#### [Provided passage]
Begin

Hawley v. McCabe
Decision Date | 08 November 1933 |
Citation | 117 Conn. 558,169 A. 192 |
Parties | HAWLEY v. McCABE. |
Court | Connecticut Supreme Court |
Appeal from Superior Court, Fairfield County; John A. Cornell Judge.
Action by David H. Hawley against Edythe M. McCabe for declaratory judgment that plaintiff had the right of way over land of defendant. On trial to the court, judgment was entered decreeing that plaintiff had right of way by prescription over defendant's land for limited purpose of drawing wood, but that defendant's land was not subject to right of way by necessity for all purposes in favor of plaintiff's land, and plaintiff appeals.
No error.
George E. Beers, of New Haven, Samuel A. Davis, of Danbury, and William L. Beers, of New Haven, for appellant.
William Hanna, of Danbury, for appellee.
Argued before MALTBIE, C.J., and HAINES, HINMAN, BANKS, and AVERY JJ.
Plaintiff owns a tract of land in Danbury bounded on the east by land of the defendant known as the meadow lot, and on the south by other land of the defendant known as the Judson lot. Both of defendant's lots abut on the east upon the highway, and the plaintiff claims a right of access to the highway across the Judson lot by virtue of a right of way by prescription and also claims a right to such access across the meadow lot by virtue of a right of way of necessity.
The court found that the plaintiff had a right of way by prescription over the Judson lot for the limited purpose of drawing wood, and error is assigned in the overruling of plaintiff's claim that he had acquired by prescription a right of way over that tract for all purposes. It appears from the finding that about twenty-five years ago a sawmill was established on the land now owned by the plaintiff, and slabs and cordwood were carted over the Judson lot, and at all times since plaintiff has owned this land he has carted wood across the Judson lot of the defendant, the passway formed by such use being about eight feet in width and marked by wagon ruts. It is found that neither the plaintiff nor his predecessors in title have made any use of this passway other than thus stated.
It is well settled that, when an easement is established by prescription, the common and ordinary use which establishes the right also limits and qualifies it. The manner of use determines the extent of the presumed grant, which does not extend beyond the user in which the other party has acquiesced. Hart v. Chalker, 5 Conn. 311; Atwater v. Bodfish, 77 Mass. (11 Gray) 150; Bridwell v. Beerman, 190 Ky. 227, 227 S.W. 165; Jones, Easements, § 415; 9 R.C.L. 788; 21 R.C.L. 1235; 19 C.J. 977. The right of way which the court has found in favor of the plaintiff's land over the Judson lot of the defendant is based solely upon the use of the same during the prescriptive period for the limited purpose of drawing wood, and the court did not err in holding that the right acquired was limited to the use of the passway for that purpose.

End

#### [Provided data]
Begin

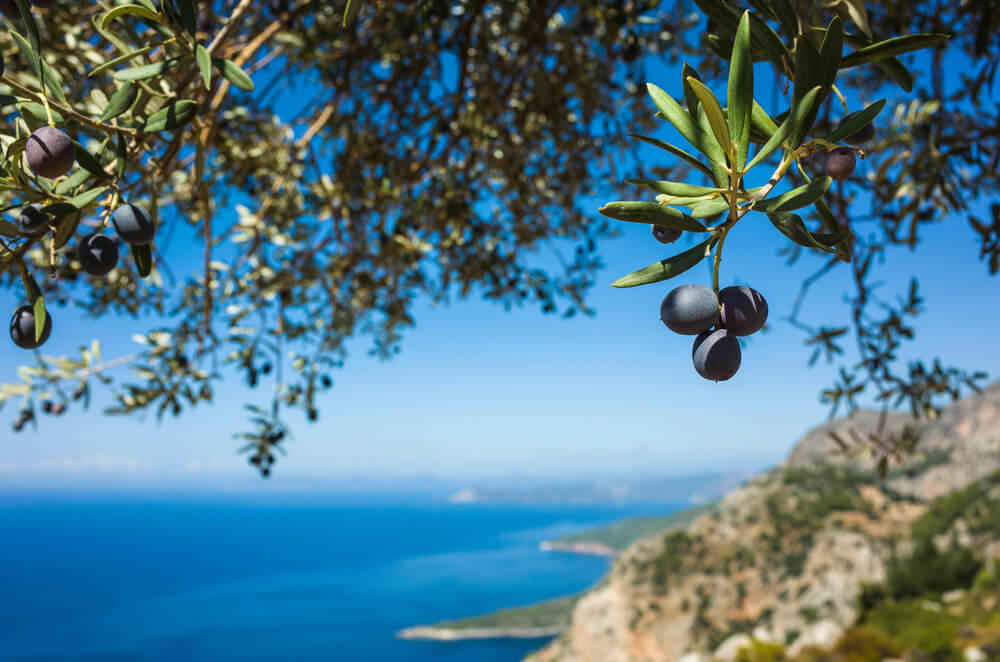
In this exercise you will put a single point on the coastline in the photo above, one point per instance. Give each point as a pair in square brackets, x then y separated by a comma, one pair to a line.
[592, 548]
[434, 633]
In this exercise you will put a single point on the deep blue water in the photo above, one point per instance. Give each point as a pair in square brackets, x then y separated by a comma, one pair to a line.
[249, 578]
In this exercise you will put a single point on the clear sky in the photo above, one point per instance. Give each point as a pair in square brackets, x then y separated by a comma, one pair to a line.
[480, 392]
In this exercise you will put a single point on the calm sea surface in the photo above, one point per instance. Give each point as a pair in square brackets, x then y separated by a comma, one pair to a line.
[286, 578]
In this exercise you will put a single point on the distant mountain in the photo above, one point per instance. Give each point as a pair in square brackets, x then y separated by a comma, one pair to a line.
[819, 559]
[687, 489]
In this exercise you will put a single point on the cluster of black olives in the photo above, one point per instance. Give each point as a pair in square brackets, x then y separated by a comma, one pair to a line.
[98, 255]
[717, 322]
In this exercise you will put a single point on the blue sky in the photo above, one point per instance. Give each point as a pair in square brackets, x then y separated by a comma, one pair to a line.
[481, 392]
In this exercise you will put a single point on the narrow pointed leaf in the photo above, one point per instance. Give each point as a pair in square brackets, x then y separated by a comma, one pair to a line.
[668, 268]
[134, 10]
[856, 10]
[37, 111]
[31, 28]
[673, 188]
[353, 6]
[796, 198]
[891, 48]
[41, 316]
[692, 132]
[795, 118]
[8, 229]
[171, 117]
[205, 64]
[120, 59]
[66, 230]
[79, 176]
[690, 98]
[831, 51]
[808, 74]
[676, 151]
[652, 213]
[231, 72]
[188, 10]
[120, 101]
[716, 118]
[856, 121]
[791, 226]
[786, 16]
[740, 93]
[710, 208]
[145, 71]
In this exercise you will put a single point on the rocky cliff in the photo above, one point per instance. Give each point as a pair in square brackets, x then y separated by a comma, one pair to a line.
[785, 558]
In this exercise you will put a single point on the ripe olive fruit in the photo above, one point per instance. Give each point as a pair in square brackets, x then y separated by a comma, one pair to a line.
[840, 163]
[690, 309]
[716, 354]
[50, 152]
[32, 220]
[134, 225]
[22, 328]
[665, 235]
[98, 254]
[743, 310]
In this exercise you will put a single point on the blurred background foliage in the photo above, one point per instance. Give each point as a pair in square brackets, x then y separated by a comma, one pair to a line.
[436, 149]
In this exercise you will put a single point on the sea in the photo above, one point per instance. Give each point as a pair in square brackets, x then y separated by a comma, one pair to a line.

End
Begin

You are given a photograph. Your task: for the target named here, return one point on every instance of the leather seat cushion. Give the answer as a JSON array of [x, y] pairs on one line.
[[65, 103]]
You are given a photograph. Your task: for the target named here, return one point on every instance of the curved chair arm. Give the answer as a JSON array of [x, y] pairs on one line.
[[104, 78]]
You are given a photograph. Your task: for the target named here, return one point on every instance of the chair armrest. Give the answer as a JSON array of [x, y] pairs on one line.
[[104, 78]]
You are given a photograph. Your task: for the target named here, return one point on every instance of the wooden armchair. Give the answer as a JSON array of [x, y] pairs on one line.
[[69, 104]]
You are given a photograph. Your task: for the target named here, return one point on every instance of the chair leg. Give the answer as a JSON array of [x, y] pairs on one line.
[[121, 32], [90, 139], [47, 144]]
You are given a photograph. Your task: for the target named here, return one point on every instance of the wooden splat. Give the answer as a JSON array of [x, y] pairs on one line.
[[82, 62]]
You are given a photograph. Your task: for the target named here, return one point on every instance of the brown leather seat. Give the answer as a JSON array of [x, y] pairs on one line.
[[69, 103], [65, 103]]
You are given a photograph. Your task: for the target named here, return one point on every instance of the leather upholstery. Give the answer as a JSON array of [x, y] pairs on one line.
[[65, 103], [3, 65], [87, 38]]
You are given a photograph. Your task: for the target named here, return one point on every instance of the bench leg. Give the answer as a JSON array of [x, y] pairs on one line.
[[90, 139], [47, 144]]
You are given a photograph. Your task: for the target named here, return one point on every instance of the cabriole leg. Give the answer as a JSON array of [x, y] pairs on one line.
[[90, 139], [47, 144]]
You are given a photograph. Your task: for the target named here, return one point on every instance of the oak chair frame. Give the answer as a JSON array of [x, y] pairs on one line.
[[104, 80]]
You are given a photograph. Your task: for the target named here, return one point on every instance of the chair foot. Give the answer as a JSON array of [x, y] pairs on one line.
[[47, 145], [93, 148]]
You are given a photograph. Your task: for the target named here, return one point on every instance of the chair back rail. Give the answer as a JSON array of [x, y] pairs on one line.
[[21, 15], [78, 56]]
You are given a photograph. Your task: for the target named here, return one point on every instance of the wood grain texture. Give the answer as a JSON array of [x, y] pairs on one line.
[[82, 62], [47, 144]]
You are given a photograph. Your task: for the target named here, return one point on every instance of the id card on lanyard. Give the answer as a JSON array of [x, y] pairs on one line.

End
Begin

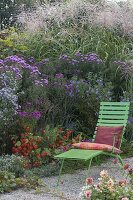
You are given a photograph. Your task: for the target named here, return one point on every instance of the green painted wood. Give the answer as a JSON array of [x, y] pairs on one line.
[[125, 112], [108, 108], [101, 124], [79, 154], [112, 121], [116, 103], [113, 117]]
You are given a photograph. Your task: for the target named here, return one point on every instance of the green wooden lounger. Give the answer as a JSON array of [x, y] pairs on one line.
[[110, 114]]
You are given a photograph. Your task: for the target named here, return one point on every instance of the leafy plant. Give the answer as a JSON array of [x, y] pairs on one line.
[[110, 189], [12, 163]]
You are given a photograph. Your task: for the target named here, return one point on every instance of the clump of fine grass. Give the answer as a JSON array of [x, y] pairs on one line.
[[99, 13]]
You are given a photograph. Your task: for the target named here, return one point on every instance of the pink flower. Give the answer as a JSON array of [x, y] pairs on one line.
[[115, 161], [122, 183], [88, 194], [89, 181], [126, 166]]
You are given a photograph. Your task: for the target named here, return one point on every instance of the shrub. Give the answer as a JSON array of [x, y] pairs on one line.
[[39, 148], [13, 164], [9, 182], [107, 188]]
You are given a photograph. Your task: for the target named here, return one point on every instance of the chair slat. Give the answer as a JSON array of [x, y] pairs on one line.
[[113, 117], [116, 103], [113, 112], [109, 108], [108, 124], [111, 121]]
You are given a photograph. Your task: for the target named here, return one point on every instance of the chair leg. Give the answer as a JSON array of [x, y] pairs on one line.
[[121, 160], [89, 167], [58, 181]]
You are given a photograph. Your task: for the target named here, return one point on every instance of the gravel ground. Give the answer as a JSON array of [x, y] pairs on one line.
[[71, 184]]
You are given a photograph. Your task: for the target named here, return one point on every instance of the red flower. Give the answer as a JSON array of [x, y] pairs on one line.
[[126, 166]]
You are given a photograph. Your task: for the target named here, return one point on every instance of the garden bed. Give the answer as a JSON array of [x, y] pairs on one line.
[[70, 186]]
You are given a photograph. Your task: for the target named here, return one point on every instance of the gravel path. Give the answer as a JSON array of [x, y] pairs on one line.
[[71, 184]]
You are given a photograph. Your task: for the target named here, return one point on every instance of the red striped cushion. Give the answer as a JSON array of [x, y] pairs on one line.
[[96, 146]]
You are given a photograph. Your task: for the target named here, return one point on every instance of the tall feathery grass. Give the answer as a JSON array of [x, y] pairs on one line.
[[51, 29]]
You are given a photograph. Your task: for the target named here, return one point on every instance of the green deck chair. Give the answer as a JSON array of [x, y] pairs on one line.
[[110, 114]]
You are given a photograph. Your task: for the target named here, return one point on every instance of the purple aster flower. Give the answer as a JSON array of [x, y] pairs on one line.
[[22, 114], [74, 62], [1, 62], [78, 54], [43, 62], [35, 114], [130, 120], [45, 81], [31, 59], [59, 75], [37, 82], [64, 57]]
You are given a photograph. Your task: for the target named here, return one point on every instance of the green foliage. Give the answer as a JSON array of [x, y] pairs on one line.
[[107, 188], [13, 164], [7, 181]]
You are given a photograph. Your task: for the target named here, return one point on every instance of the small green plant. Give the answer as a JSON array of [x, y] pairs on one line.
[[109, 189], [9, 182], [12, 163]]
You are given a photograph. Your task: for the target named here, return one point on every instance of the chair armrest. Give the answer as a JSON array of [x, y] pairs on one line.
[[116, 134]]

End

#### [Exercise requirements]
Pick up the Hawley v. McCabe court opinion where it stops and continue it. The rows play no part here.

#### [Reply]
With reference to the plaintiff's claimed way of necessity over the meadow lot of the defendant, the following facts appear from the finding: This lot and the land of the plaintiff were formerly owned by the plaintiff's mother, Julia A. Hawley. On March 31, 1873, she conveyed the meadow lot to Edward Whaley, the defendant's predecessor in title, and on May 9, 1906, the plaintiff acquired the land now owned by him by deed from the administrator of his mother's estate. The lot deeded to Whaley, and now owned by the defendant, lay between the land retained by Julia A. Hawley, when that conveyance was made, and, the only highway to which the owner of such land had access, and left such owner without access to the highway except by passing over the land so conveyed. At the time of this conveyance, Julia A. Hawley owned no other land over which access could be had to the highway from the land so retained by her, and the plaintiff, as her successor in title, has never owned any other land over which such access could be had. The trial court concluded that upon the conveyance to Whaley a right of way of necessity to pass over the land conveyed to him and now owned by the defendant arose in favor of the land now owned by the plaintiff, and passed to him by the conveyance from the administrator of his mother's estate. It held, however, that the defendant was a bona fide purchaser for value without notice, actual or constructive, of any easement affecting her property, and that it was not therefore subject to the exercise of such way of necessity while owned by her. The correctness of this conclusion is the question chiefly stressed by the plaintiff upon this appeal.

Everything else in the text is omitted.